* SOURCE DATA *
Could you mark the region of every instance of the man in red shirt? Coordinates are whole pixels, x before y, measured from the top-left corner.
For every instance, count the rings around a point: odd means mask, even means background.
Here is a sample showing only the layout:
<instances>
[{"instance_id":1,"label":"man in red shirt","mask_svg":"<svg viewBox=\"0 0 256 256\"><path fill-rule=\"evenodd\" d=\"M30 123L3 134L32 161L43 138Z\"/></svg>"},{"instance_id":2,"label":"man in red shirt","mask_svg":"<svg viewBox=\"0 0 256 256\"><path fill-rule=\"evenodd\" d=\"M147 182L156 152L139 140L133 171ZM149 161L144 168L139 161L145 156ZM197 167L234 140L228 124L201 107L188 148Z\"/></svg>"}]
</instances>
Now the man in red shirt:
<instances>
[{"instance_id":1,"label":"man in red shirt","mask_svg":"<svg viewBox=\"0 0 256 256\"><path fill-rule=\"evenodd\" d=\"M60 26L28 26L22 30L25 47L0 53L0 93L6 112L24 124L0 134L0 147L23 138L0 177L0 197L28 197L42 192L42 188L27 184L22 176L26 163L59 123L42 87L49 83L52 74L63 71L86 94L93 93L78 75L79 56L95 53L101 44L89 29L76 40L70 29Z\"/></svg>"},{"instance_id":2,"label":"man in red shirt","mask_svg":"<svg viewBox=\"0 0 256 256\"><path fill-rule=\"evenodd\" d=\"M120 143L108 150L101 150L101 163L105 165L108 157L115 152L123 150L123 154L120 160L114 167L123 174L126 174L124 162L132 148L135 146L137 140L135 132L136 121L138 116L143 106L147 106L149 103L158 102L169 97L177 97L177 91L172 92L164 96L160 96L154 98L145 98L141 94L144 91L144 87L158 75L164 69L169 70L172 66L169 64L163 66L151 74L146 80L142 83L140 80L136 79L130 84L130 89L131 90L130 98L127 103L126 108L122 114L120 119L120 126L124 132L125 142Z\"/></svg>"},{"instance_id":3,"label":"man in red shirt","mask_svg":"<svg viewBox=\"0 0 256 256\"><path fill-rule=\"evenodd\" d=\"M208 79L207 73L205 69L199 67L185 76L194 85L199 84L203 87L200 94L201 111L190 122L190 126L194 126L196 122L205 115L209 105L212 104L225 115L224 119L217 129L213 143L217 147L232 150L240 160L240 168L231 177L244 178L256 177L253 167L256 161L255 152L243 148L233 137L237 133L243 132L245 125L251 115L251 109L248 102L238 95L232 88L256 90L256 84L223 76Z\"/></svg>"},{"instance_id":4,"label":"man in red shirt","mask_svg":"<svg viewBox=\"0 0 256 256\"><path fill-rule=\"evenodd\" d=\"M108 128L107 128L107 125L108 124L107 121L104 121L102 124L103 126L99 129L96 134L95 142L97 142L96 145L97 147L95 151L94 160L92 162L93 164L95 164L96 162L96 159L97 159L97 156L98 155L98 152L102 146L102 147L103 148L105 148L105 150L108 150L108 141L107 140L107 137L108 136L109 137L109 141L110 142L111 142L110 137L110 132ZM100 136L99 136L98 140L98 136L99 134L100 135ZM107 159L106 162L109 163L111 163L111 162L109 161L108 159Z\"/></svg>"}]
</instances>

* YOUR TASK *
Repeat the material above exactly.

* RESPONSE *
Could you mark the region of every instance of the man in red shirt? Coordinates are whole pixels, x before y, measured from the top-left corner.
For every instance, count the rings around a point: odd means mask, even means background.
Here is a sample showing only the layout:
<instances>
[{"instance_id":1,"label":"man in red shirt","mask_svg":"<svg viewBox=\"0 0 256 256\"><path fill-rule=\"evenodd\" d=\"M30 123L3 134L32 161L43 138Z\"/></svg>"},{"instance_id":2,"label":"man in red shirt","mask_svg":"<svg viewBox=\"0 0 256 256\"><path fill-rule=\"evenodd\" d=\"M147 182L156 152L139 140L133 171ZM149 161L144 168L139 161L145 156ZM197 167L234 140L228 124L201 107L188 148Z\"/></svg>"}]
</instances>
Now the man in red shirt:
<instances>
[{"instance_id":1,"label":"man in red shirt","mask_svg":"<svg viewBox=\"0 0 256 256\"><path fill-rule=\"evenodd\" d=\"M60 26L28 26L22 30L25 47L0 53L0 93L6 112L24 124L0 134L0 147L23 138L0 177L0 197L28 197L42 192L42 188L27 184L22 176L26 163L59 123L42 87L49 83L52 74L63 71L86 94L93 93L78 75L79 56L95 53L101 44L89 29L76 40L70 29Z\"/></svg>"},{"instance_id":2,"label":"man in red shirt","mask_svg":"<svg viewBox=\"0 0 256 256\"><path fill-rule=\"evenodd\" d=\"M120 143L108 150L101 150L101 163L105 165L108 157L115 152L123 150L123 154L120 160L114 167L123 174L126 174L124 162L132 148L135 146L137 140L135 132L136 121L138 116L143 106L147 106L149 103L158 102L169 97L177 97L177 91L172 92L164 96L160 96L154 98L145 98L141 94L144 91L144 87L158 75L164 69L169 70L172 66L169 64L163 66L151 74L146 80L142 83L140 80L136 79L130 84L130 89L131 90L130 98L127 103L126 108L122 114L120 119L120 126L124 132L125 142Z\"/></svg>"},{"instance_id":3,"label":"man in red shirt","mask_svg":"<svg viewBox=\"0 0 256 256\"><path fill-rule=\"evenodd\" d=\"M208 79L207 73L205 69L199 67L185 76L194 85L199 84L203 87L200 94L201 111L190 122L190 126L194 126L196 122L205 115L209 105L212 104L225 115L224 119L217 129L213 143L217 147L232 150L240 160L240 168L231 177L244 178L256 177L253 167L256 161L255 152L243 148L233 137L237 133L243 132L245 125L251 115L251 109L248 102L238 95L232 88L256 90L256 84L223 76Z\"/></svg>"},{"instance_id":4,"label":"man in red shirt","mask_svg":"<svg viewBox=\"0 0 256 256\"><path fill-rule=\"evenodd\" d=\"M108 128L107 128L107 125L108 124L107 121L104 121L102 124L103 126L99 129L96 134L95 142L97 142L96 145L97 147L95 151L94 160L92 162L93 164L95 164L96 162L96 159L97 159L97 156L98 155L98 152L102 146L102 147L103 148L105 148L105 150L108 150L108 141L107 140L107 137L108 136L109 137L109 141L110 142L111 142L110 137L110 132ZM100 136L99 136L98 140L98 136L99 134L100 135ZM107 159L106 162L109 163L111 163L111 162L109 161L108 159Z\"/></svg>"}]
</instances>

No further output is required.